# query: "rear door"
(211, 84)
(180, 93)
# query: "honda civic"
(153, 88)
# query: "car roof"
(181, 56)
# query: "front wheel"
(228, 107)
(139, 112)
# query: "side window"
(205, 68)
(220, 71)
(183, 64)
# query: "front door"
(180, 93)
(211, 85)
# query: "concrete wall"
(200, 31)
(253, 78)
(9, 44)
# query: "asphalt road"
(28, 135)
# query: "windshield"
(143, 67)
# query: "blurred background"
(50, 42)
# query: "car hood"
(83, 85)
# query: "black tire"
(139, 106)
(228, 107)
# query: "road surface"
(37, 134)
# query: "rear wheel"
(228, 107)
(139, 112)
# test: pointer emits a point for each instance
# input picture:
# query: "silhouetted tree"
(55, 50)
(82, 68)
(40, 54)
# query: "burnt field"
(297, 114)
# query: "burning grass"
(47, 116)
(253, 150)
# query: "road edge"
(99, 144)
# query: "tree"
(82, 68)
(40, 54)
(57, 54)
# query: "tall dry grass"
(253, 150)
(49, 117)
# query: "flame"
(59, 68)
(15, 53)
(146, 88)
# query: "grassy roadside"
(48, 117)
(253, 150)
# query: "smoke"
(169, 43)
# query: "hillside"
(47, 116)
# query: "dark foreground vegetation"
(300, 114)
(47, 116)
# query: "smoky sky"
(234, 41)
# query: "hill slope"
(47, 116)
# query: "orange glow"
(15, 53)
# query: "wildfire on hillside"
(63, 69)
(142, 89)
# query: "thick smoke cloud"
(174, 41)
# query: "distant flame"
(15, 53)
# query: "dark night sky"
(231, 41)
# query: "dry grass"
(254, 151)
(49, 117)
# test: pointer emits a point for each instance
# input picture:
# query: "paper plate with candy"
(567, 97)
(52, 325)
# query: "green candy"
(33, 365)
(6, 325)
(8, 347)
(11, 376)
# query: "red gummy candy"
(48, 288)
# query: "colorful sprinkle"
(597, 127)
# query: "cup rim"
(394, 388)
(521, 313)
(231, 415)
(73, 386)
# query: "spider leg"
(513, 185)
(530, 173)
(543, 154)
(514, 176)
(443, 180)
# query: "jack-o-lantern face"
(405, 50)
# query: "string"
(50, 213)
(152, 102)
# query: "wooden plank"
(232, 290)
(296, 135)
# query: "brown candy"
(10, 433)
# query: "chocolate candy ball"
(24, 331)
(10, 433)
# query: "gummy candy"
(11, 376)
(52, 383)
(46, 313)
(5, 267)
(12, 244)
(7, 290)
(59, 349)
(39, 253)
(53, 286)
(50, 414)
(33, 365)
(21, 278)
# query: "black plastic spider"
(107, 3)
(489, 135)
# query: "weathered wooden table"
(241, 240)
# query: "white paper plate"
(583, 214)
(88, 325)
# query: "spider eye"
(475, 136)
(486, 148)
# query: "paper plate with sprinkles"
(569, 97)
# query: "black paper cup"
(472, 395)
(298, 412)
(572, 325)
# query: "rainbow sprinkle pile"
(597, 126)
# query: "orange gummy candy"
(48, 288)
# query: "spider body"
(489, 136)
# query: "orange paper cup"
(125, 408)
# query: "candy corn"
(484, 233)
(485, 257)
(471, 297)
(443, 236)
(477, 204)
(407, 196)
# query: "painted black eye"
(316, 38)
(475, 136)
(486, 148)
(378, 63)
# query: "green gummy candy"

- **WHAT THE EXERCISE ASKS**
Return each line from the records above that contains the word "wooden".

- **SOLUTION TO THIS EXERCISE**
# query: "wooden plank"
# query: "weathered wooden table"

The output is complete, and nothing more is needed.